__Prompt__
Starting with the line containing "segment deer neck, all instances" and going through the end of the records, render every line as a JSON list of strings, one string per line, with blank lines and pictures omitted.

__Exercise materials__
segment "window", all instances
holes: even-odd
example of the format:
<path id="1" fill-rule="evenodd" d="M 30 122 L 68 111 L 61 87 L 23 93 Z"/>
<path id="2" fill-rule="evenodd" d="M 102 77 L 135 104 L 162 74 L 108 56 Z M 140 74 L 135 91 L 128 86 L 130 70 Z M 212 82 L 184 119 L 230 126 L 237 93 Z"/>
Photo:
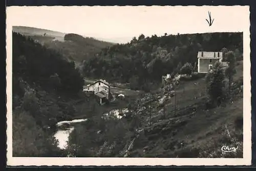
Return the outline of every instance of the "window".
<path id="1" fill-rule="evenodd" d="M 212 69 L 212 65 L 209 65 L 209 70 Z"/>

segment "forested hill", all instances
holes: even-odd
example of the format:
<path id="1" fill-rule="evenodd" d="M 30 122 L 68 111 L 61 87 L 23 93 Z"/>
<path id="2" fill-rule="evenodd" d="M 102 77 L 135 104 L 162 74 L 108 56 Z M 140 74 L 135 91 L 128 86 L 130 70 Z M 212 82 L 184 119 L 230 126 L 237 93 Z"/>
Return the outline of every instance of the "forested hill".
<path id="1" fill-rule="evenodd" d="M 129 43 L 105 48 L 96 58 L 84 61 L 83 73 L 110 81 L 131 82 L 141 88 L 159 82 L 163 75 L 177 72 L 186 62 L 197 69 L 199 51 L 219 51 L 224 47 L 241 54 L 243 33 L 165 34 L 151 37 L 141 34 Z"/>
<path id="2" fill-rule="evenodd" d="M 74 114 L 68 100 L 83 79 L 61 54 L 16 33 L 12 38 L 13 155 L 61 156 L 49 129 Z"/>
<path id="3" fill-rule="evenodd" d="M 13 31 L 30 37 L 47 48 L 59 52 L 65 59 L 78 64 L 83 60 L 93 57 L 101 48 L 114 44 L 75 34 L 27 27 L 14 26 Z"/>

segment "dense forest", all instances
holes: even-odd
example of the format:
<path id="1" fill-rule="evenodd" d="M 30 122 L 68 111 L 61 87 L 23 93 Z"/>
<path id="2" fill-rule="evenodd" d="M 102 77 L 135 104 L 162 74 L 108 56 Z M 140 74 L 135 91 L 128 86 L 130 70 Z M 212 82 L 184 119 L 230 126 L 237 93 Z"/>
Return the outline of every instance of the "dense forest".
<path id="1" fill-rule="evenodd" d="M 61 156 L 49 128 L 75 113 L 67 102 L 83 80 L 59 53 L 14 32 L 12 38 L 13 156 Z"/>
<path id="2" fill-rule="evenodd" d="M 76 34 L 66 34 L 38 28 L 14 26 L 13 30 L 30 37 L 47 48 L 58 52 L 64 59 L 74 61 L 76 65 L 78 66 L 83 60 L 93 57 L 102 48 L 114 44 Z"/>
<path id="3" fill-rule="evenodd" d="M 103 49 L 83 61 L 83 74 L 110 81 L 131 83 L 132 88 L 148 90 L 161 76 L 178 72 L 188 62 L 196 70 L 199 51 L 233 51 L 241 55 L 242 33 L 153 35 L 141 34 L 130 43 Z M 152 83 L 154 83 L 154 84 Z"/>

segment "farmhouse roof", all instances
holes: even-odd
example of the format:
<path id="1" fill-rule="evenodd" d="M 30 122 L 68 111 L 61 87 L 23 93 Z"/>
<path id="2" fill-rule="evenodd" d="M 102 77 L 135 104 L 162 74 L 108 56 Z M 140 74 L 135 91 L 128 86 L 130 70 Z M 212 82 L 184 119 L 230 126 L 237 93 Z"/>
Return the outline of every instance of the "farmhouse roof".
<path id="1" fill-rule="evenodd" d="M 219 54 L 219 55 L 218 55 Z M 198 58 L 220 59 L 222 58 L 221 52 L 198 52 Z"/>
<path id="2" fill-rule="evenodd" d="M 222 64 L 224 67 L 228 67 L 228 63 L 227 62 L 222 62 Z"/>
<path id="3" fill-rule="evenodd" d="M 94 85 L 94 84 L 96 84 L 96 83 L 98 83 L 98 82 L 101 82 L 101 83 L 103 83 L 103 84 L 104 84 L 106 85 L 107 86 L 110 86 L 109 83 L 108 83 L 106 81 L 105 81 L 105 80 L 102 80 L 102 79 L 100 79 L 100 80 L 98 80 L 98 81 L 95 81 L 95 82 L 94 83 L 92 83 L 92 84 L 91 84 L 88 85 L 87 86 L 91 86 L 92 85 Z"/>
<path id="4" fill-rule="evenodd" d="M 100 98 L 104 98 L 106 96 L 104 94 L 101 94 L 100 92 L 95 94 L 95 95 Z"/>

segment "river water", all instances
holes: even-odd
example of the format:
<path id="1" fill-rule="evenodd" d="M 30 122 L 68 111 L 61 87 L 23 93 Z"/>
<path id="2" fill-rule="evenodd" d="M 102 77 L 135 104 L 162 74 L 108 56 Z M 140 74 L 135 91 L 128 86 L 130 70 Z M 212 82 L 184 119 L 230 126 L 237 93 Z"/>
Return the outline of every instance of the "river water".
<path id="1" fill-rule="evenodd" d="M 103 114 L 102 117 L 108 118 L 110 117 L 115 117 L 118 119 L 120 119 L 122 116 L 119 115 L 121 110 L 115 109 L 110 111 L 107 113 Z M 122 110 L 122 113 L 125 114 L 129 111 L 128 109 L 124 108 Z M 54 134 L 54 137 L 58 140 L 58 147 L 61 149 L 67 148 L 69 136 L 70 133 L 74 130 L 75 126 L 73 125 L 74 123 L 79 123 L 87 120 L 87 118 L 74 119 L 72 120 L 64 120 L 58 122 L 56 124 L 57 131 Z M 63 128 L 65 126 L 65 128 Z"/>

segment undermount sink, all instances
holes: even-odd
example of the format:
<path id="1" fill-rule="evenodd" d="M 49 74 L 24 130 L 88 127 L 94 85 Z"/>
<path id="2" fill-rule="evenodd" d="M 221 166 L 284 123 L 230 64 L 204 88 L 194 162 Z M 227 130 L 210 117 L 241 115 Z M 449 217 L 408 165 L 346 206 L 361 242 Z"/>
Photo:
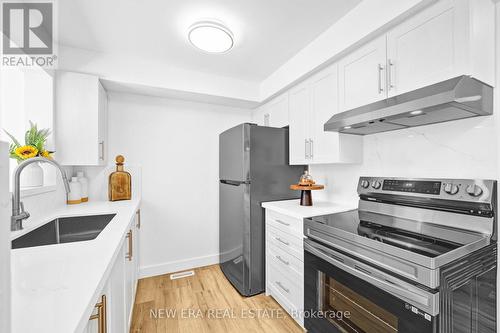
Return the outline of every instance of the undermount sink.
<path id="1" fill-rule="evenodd" d="M 12 248 L 81 242 L 95 239 L 116 214 L 61 217 L 12 241 Z"/>

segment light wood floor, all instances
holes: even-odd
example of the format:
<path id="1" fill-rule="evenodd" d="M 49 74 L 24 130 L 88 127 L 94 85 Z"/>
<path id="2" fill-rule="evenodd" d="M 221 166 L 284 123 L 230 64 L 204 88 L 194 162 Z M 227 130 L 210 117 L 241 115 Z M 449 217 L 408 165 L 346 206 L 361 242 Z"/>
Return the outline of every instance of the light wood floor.
<path id="1" fill-rule="evenodd" d="M 169 312 L 170 311 L 170 312 Z M 264 294 L 242 297 L 218 265 L 170 280 L 160 275 L 139 281 L 131 333 L 283 332 L 303 330 Z"/>

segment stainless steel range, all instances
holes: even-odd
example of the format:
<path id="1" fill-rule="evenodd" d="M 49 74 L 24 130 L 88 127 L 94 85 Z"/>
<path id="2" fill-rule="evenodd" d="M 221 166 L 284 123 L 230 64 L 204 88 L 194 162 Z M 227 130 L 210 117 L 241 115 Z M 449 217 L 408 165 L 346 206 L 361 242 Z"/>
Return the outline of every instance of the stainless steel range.
<path id="1" fill-rule="evenodd" d="M 305 220 L 306 328 L 496 332 L 496 192 L 361 177 L 358 209 Z"/>

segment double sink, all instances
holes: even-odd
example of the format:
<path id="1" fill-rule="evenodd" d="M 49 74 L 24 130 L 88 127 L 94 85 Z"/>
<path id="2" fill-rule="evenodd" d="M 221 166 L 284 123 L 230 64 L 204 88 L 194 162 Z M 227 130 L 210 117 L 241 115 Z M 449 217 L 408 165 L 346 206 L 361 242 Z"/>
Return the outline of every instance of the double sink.
<path id="1" fill-rule="evenodd" d="M 95 239 L 116 214 L 61 217 L 16 238 L 12 249 Z"/>

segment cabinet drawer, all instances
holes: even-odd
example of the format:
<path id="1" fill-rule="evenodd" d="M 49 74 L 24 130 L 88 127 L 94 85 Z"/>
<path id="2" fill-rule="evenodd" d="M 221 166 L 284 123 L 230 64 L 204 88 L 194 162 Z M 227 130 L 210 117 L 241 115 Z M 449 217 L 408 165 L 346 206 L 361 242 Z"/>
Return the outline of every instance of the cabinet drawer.
<path id="1" fill-rule="evenodd" d="M 294 236 L 299 237 L 304 234 L 303 221 L 301 219 L 283 215 L 272 210 L 266 210 L 266 223 Z"/>
<path id="2" fill-rule="evenodd" d="M 281 305 L 285 305 L 285 309 L 290 315 L 295 317 L 296 313 L 294 314 L 292 311 L 301 310 L 304 307 L 303 287 L 299 286 L 297 282 L 292 281 L 290 277 L 272 266 L 269 267 L 268 275 L 268 285 L 271 289 L 271 294 L 273 296 L 277 295 L 277 301 Z M 284 300 L 285 302 L 283 303 L 285 304 L 282 304 L 280 299 Z"/>
<path id="3" fill-rule="evenodd" d="M 272 243 L 267 243 L 266 253 L 266 260 L 268 260 L 269 265 L 277 267 L 279 270 L 290 274 L 290 276 L 293 275 L 294 280 L 303 279 L 304 263 L 295 256 L 283 251 Z"/>
<path id="4" fill-rule="evenodd" d="M 267 226 L 267 242 L 304 261 L 303 238 L 294 237 L 271 226 Z"/>

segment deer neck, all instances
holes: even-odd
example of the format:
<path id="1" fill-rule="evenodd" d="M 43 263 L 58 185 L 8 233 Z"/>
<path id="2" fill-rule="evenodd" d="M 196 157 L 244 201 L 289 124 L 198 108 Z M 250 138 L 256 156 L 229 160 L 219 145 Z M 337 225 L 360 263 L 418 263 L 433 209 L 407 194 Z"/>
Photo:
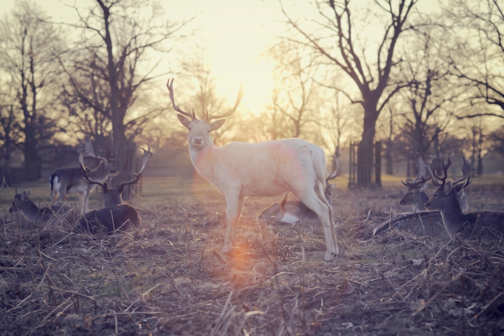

__Solution for this problem__
[
  "segment deer neck, all instances",
  "holes: even-odd",
  "example of the format:",
  "<path id=\"1\" fill-rule=\"evenodd\" d=\"M 43 263 L 58 185 L 8 233 Z\"/>",
  "<path id=\"2\" fill-rule=\"evenodd\" d=\"M 196 157 L 244 201 L 289 124 L 198 108 Z M 250 138 L 256 156 L 229 160 L 219 145 Z M 337 225 L 360 263 L 418 263 L 433 209 L 407 194 Z\"/>",
  "Photo:"
]